> **What you have to do**
Recast the data below as a JSON list of strings, one string per line, with blank lines left out. Omit any images from your answer.

━━━ Supplied information ━━━

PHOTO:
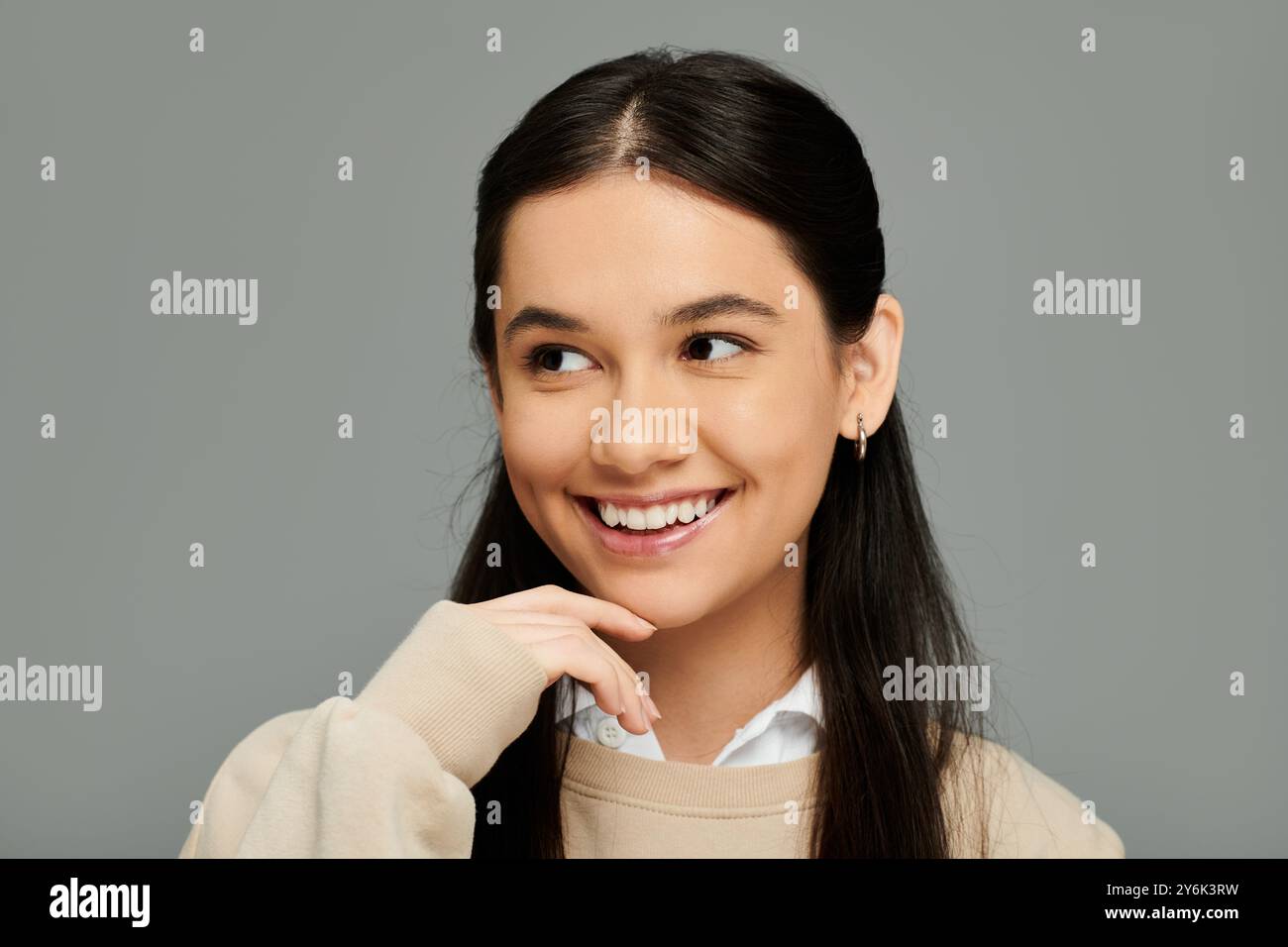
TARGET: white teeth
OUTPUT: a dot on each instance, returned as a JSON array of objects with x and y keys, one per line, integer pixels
[{"x": 657, "y": 517}]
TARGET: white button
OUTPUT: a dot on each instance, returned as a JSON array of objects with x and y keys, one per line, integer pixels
[{"x": 609, "y": 732}]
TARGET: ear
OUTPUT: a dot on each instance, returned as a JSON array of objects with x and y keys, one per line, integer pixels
[
  {"x": 493, "y": 388},
  {"x": 872, "y": 369}
]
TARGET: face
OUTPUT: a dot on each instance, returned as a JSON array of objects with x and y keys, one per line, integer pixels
[{"x": 621, "y": 384}]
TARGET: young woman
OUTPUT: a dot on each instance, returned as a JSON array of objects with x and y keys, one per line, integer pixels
[{"x": 702, "y": 504}]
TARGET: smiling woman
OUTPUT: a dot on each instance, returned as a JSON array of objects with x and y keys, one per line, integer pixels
[{"x": 696, "y": 234}]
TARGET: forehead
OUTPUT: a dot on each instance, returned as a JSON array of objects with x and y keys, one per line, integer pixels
[{"x": 636, "y": 245}]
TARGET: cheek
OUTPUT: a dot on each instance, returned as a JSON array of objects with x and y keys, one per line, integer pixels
[
  {"x": 773, "y": 433},
  {"x": 542, "y": 440}
]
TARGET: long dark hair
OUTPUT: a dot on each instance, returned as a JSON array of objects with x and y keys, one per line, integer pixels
[{"x": 876, "y": 590}]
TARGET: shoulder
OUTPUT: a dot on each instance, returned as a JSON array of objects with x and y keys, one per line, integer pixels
[
  {"x": 1028, "y": 813},
  {"x": 240, "y": 783}
]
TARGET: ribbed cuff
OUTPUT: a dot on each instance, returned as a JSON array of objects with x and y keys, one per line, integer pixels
[{"x": 463, "y": 684}]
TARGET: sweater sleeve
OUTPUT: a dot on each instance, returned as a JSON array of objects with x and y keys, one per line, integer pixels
[
  {"x": 1026, "y": 813},
  {"x": 1031, "y": 815},
  {"x": 386, "y": 774}
]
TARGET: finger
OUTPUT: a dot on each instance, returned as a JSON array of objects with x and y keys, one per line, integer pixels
[
  {"x": 597, "y": 613},
  {"x": 574, "y": 656},
  {"x": 630, "y": 682}
]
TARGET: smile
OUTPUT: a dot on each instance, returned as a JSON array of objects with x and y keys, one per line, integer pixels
[{"x": 656, "y": 528}]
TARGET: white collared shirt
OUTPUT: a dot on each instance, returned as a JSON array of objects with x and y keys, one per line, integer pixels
[{"x": 787, "y": 729}]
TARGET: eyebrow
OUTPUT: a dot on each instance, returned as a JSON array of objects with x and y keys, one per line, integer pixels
[{"x": 532, "y": 317}]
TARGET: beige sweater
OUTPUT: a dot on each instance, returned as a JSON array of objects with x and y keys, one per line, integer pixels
[{"x": 387, "y": 772}]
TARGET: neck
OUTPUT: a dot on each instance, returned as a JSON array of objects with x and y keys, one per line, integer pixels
[{"x": 709, "y": 677}]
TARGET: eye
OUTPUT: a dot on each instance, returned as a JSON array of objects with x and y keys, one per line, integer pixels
[
  {"x": 712, "y": 348},
  {"x": 553, "y": 360}
]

━━━

> **Response below**
[
  "PHOTO:",
  "TARGET: white teeth",
  "OUTPUT: a dot on each instance, returned as a JSON array of objects with x and y keys, one per line, integer pixels",
  "[{\"x\": 657, \"y\": 517}]",
  "TARGET: white button",
  "OUTPUT: a dot on each instance, returned as a JSON array of objects with x and y keys, one per line, integer pixels",
  "[{\"x\": 609, \"y\": 732}]",
  "TARGET: ear",
  "OUTPUT: a dot on each instance, returned as a JSON array of objects with x and y keys, one per line, integer pixels",
  "[",
  "  {\"x\": 493, \"y\": 388},",
  "  {\"x\": 872, \"y\": 369}",
  "]",
  "TARGET: face",
  "OUTPUT: a dot on each instance, returned as a JSON array of objects with x and y keys, one per line, integer pixels",
  "[{\"x\": 621, \"y\": 384}]",
  "TARGET: young woman",
  "OUTPUT: a dot on each instance, returned as a JSON array of objects with x and y keys, one per line, integer pixels",
  "[{\"x\": 702, \"y\": 504}]",
  "TARGET: smiling woman",
  "OUTPUT: a dot on each instance, returned as a JSON array of objects with x and y keys, one per line, integer pixels",
  "[{\"x\": 696, \"y\": 234}]",
  "TARGET: forehead",
  "OUTPUT: a dot on each instance, returned as a JSON array of objects with x and y keys, one per line, integer pixels",
  "[{\"x\": 636, \"y\": 245}]",
  "TARGET: cheek",
  "OUTPUT: a dot on each instance, returned as a JSON array of objects with x and y keys, one per line, integer pixels",
  "[",
  "  {\"x\": 773, \"y\": 433},",
  "  {\"x\": 542, \"y\": 440}",
  "]",
  "TARGET: long dark hair",
  "OUTPUT: a dot on each instance, returned as a JSON array of objects with x and y keys, one per line, integer pixels",
  "[{\"x\": 876, \"y\": 590}]",
  "TARGET: shoulder",
  "OUTPUT: a dot on each instance, returned as a JSON array of objects with x and y keys, one per line, integer pixels",
  "[",
  "  {\"x\": 1028, \"y\": 813},",
  "  {\"x\": 240, \"y\": 783}",
  "]",
  "TARGET: ribbed cuff",
  "OUTPUT: a dot on each instance, returned as a JSON array of objects with x and y keys, one per line, integer pixels",
  "[{\"x\": 463, \"y\": 684}]",
  "TARGET: sweater sleeve",
  "OUTPUT: a dot on each instance, returned as a JSON array of objects with x and y keys, one per line, integer pixels",
  "[",
  "  {\"x\": 1026, \"y\": 813},",
  "  {\"x\": 1031, \"y\": 815},",
  "  {\"x\": 386, \"y\": 774}",
  "]",
  "TARGET: finger",
  "OUTPUT: a dot on each instance, returned as a JSON array of objects with x and y keys, one per line, integer pixels",
  "[",
  "  {\"x\": 597, \"y\": 613},",
  "  {\"x\": 574, \"y\": 656},",
  "  {\"x\": 630, \"y\": 682}",
  "]",
  "TARGET: smile",
  "OUTPUT: a dot on each instance, returned as a JSON array of objects with x and y keys, one per line, integer pixels",
  "[{\"x\": 656, \"y\": 528}]",
  "TARGET: white collared shirt",
  "OUTPUT: a dot on each instance, returned as a JSON array of objects with x and y keys, one per line, integer pixels",
  "[{\"x\": 787, \"y\": 729}]",
  "TARGET: eyebrow",
  "OUTPUT: a dot on each instance, returned as a JSON array of objects with x and y keys, one per line, integer pixels",
  "[{\"x\": 532, \"y\": 317}]",
  "TARGET: beige sweater",
  "OUTPUT: a dot on each instance, returned as a JSON array of objects with x and y keys, one per line, integer pixels",
  "[{\"x\": 387, \"y\": 772}]",
  "TARGET: neck",
  "OUTPUT: a dot on each instance, returned as a JSON array of objects with x and y keys, one per line, integer pixels",
  "[{\"x\": 709, \"y\": 677}]",
  "TARGET: eye",
  "OUTPUT: a dot on each instance, returned as a JSON array of objects with x and y keys, one per line, integer pixels",
  "[",
  "  {\"x\": 712, \"y\": 348},",
  "  {\"x\": 553, \"y\": 360}",
  "]"
]